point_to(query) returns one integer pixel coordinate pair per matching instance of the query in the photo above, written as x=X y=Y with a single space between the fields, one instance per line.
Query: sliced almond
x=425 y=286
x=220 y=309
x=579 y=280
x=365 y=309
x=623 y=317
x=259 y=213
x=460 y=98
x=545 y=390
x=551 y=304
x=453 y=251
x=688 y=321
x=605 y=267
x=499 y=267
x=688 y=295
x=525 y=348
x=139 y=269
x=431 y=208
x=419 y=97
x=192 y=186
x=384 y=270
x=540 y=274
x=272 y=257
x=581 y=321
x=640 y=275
━━━
Instructions to follow: Give an exact transcription of all the material.

Answer to the exercise:
point_to(query) returns one integer pixel coordinate pair per matching instance of the query in the photo above, written as x=X y=Y with a single space between the fields, one instance per line.
Query: sliced almond
x=425 y=286
x=220 y=309
x=579 y=280
x=365 y=309
x=623 y=317
x=259 y=213
x=460 y=98
x=545 y=390
x=551 y=304
x=453 y=251
x=688 y=321
x=605 y=267
x=499 y=267
x=688 y=295
x=525 y=348
x=139 y=269
x=431 y=208
x=419 y=97
x=192 y=186
x=384 y=270
x=540 y=274
x=272 y=257
x=581 y=321
x=640 y=275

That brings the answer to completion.